• YOUR TASKS:
a) In the passage below on the BRIDGE curriculum, what does GRPO stand for?
b) Using the passage below on the BRIDGE curriculum, decide whether each statement agrees with it. Answer yes or no and quote the deciding words. (i) In Stage 1, some steps of the chef's recipe are hidden. (ii) Version B of the recipe is one page long. (iii) The judge gives points to a burnt dish if its recipe is short enough.
c) Extract the part of the passage below on the BRIDGE curriculum that starts at "If you just hand" and ends at "copying, not learning.".

Curriculum Learning for Efficient Chain-of-Thought Distillation via Structure-Aware Masking and GRPO

Imagine you have a brilliant, world-class chef (the Teacher) who can cook a complex, 10-course gourmet meal. However, you want to teach a young, energetic apprentice (the Student) to cook the same dishes, but the apprentice has a tiny kitchen, limited ingredients, and a short attention span.

If you just hand the apprentice the chef's massive, detailed recipe book and say, "Copy this exactly," the apprentice will get overwhelmed. They might burn the kitchen down, forget steps, or just start repeating the same sentence over and over because they can't hold all that information in their head.

This is the problem the paper BRIDGE solves. It's a new way to teach small AI models how to think clearly and briefly, without losing the logic.

Here is how the paper's "three-stage curriculum" works, using our kitchen analogy:

Stage 1: The "Jumbled Puzzle" Warm-up

The Problem: If you just ask the apprentice to memorize the recipe word-for-word, they will just parrot it without understanding why you chop the onions before frying the garlic. They are copying, not learning.

The Solution: The paper suggests taking the chef's perfect recipe, shuffling the steps (putting the dessert before the soup!) and hiding some steps (covering the "add salt" instruction with a blank).

The Analogy: Imagine giving the apprentice a jigsaw puzzle where the pieces are mixed up and some are missing. They have to figure out the logical order (you can't bake the cake before mixing the batter) and fill in the missing pieces based on context.
The Result: The apprentice stops trying to memorize the text and starts understanding the structure of cooking. They learn the "skeleton" of the logic.

Stage 2: The "Speed Run" Challenge

The Problem: Now the apprentice understands the logic, but they still talk too much. They might explain every single chop of the knife in excruciating detail. We want them to be concise.

The Solution: The paper introduces a game called GRPO (Group Relative Policy Optimization). Think of this as a cooking competition.

The Analogy: The apprentice is asked to cook the dish again. This time, they generate five different versions of the recipe.
- Version A is correct but 10 pages long.
- Version B is 2 pages long but burns the food.
- Version C is 1 page long and tastes perfect.
The "Judge" (the AI reward system) says: "If the food is burnt, you get zero points, no matter how short the recipe is. But if the food is perfect, the shorter the recipe, the more points you get."

• DATASET EXTRACT:
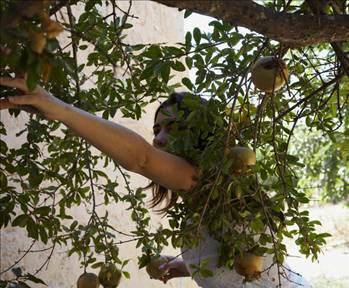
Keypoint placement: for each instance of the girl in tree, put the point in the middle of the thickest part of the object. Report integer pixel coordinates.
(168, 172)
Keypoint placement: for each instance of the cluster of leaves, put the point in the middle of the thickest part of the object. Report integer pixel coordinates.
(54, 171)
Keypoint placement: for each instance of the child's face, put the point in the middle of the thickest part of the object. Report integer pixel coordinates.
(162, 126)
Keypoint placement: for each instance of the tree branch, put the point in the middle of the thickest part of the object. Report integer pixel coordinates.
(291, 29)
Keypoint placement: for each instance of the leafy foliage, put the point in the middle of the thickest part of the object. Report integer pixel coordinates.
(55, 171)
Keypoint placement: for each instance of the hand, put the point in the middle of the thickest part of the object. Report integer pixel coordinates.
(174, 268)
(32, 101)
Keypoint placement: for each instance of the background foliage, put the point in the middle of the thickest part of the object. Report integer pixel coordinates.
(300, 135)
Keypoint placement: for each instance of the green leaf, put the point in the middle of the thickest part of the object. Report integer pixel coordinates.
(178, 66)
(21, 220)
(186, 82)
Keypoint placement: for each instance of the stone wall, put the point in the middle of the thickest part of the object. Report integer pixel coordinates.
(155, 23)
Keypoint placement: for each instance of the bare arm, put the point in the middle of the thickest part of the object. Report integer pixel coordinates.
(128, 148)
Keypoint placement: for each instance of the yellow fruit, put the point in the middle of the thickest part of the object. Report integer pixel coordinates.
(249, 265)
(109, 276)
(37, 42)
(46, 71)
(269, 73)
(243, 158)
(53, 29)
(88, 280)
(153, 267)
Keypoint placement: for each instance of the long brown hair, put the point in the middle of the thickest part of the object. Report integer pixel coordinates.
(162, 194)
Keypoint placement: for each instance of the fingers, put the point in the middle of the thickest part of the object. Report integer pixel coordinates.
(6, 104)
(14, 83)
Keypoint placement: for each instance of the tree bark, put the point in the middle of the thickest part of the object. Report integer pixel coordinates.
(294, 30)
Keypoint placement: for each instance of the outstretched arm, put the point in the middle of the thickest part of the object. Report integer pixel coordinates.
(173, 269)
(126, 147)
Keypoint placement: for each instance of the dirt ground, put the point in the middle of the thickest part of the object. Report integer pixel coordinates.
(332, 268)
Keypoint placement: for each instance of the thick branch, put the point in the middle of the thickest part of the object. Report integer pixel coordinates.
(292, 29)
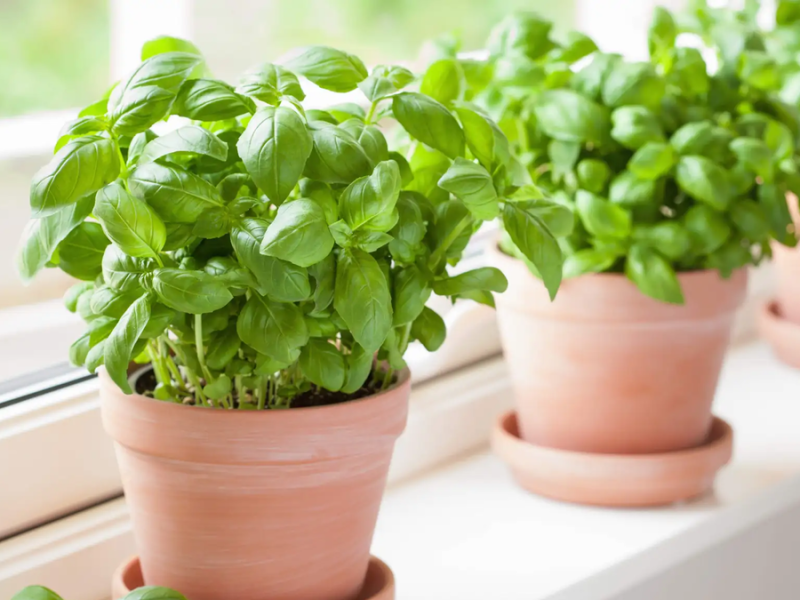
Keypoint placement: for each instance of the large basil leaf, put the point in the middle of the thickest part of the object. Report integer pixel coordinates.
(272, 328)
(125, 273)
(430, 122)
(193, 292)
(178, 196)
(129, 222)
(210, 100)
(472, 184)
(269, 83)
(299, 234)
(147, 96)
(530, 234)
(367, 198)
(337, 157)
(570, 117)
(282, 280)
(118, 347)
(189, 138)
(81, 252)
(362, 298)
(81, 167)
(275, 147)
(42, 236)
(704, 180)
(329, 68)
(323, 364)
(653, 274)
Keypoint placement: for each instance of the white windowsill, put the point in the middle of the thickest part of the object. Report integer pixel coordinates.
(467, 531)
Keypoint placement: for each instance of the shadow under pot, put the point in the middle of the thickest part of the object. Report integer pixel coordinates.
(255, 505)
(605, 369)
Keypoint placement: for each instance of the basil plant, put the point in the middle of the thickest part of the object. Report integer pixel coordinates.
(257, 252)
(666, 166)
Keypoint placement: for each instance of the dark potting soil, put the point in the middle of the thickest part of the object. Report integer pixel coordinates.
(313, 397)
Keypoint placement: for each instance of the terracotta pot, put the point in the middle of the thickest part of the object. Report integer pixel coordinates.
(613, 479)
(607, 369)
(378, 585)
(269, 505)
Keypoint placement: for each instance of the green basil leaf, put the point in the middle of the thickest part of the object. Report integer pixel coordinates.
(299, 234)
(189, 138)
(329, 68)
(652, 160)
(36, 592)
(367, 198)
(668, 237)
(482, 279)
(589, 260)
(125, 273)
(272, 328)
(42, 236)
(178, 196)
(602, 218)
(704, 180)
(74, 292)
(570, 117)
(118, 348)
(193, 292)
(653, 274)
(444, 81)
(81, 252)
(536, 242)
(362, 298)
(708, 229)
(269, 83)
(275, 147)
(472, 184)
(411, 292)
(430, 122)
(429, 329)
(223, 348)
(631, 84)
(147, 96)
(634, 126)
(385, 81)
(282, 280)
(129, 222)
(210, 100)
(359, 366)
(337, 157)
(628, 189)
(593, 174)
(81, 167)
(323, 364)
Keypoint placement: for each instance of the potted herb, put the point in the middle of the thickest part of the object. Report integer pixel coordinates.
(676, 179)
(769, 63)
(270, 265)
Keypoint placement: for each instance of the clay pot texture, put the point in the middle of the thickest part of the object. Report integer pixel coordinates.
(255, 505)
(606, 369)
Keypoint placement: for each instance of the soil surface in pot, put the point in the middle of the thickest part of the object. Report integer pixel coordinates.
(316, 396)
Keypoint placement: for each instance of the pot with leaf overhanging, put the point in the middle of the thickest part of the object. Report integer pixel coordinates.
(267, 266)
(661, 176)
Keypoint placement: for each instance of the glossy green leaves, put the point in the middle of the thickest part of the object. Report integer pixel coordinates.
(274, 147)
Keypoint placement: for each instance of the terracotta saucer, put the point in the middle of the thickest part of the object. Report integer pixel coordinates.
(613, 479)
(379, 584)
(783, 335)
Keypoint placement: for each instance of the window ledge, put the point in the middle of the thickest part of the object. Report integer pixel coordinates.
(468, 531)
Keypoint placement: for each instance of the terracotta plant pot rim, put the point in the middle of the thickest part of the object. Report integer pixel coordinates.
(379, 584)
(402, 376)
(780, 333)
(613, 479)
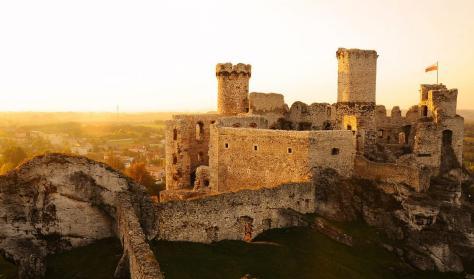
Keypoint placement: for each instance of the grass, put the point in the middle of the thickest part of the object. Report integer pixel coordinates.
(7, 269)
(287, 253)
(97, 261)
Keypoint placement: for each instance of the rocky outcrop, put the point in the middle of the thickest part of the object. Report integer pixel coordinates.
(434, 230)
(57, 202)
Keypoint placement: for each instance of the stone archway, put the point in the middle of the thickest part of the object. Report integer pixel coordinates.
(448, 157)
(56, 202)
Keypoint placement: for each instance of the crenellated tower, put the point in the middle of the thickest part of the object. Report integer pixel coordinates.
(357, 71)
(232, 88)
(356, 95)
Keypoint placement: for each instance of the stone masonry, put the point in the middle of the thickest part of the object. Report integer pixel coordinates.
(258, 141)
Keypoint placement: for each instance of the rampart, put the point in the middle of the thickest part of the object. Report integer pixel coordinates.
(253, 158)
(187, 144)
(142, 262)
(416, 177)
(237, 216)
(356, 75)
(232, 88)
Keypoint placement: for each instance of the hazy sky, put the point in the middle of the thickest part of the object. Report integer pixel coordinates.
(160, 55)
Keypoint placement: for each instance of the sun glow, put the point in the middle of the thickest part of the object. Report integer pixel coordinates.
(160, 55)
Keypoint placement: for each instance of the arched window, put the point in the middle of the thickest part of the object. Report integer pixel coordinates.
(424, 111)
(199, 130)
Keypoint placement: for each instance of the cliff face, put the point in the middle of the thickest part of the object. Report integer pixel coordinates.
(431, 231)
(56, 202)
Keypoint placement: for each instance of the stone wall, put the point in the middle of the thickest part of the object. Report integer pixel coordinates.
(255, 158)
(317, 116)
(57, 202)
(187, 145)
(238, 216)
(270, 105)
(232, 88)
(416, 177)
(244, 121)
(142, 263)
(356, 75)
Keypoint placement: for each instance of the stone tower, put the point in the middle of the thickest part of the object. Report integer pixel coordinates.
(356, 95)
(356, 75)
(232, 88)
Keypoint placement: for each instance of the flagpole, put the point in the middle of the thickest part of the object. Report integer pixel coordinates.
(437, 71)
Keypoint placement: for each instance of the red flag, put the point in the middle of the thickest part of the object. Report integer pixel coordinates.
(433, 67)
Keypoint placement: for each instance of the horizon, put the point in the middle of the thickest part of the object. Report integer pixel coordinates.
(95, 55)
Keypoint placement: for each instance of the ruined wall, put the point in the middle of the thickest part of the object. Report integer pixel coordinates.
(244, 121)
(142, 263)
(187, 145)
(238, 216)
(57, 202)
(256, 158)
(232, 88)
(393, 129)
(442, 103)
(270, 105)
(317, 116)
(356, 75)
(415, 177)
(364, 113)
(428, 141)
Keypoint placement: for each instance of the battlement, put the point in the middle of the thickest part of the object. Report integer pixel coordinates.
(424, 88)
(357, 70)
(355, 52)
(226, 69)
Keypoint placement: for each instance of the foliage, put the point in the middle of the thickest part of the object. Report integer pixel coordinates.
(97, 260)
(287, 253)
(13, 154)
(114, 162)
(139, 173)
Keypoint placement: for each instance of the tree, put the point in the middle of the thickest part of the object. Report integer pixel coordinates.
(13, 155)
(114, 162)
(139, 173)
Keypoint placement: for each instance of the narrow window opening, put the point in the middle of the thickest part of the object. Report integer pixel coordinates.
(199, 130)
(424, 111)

• RESPONSES TO THE TASKS:
a) Group Relative Policy Optimization.

b)
(i) Yes: "hiding some steps (covering the "add salt" instruction with a blank)"
(ii) No: "Version B is 2 pages long but burns the food."
(iii) No: "If the food is burnt, you get zero points, no matter how short the recipe is."

c)
If you just hand the apprentice the chef's massive, detailed recipe book and say, "Copy this exactly," the apprentice will get overwhelmed. They might burn the kitchen down, forget steps, or just start repeating the same sentence over and over because they can't hold all that information in their head.

This is the problem the paper BRIDGE solves. It's a new way to teach small AI models how to think clearly and briefly, without losing the logic.

Here is how the paper's "three-stage curriculum" works, using our kitchen analogy:

Stage 1: The "Jumbled Puzzle" Warm-up

The Problem: If you just ask the apprentice to memorize the recipe word-for-word, they will just parrot it without understanding why you chop the onions before frying the garlic. They are copying, not learning.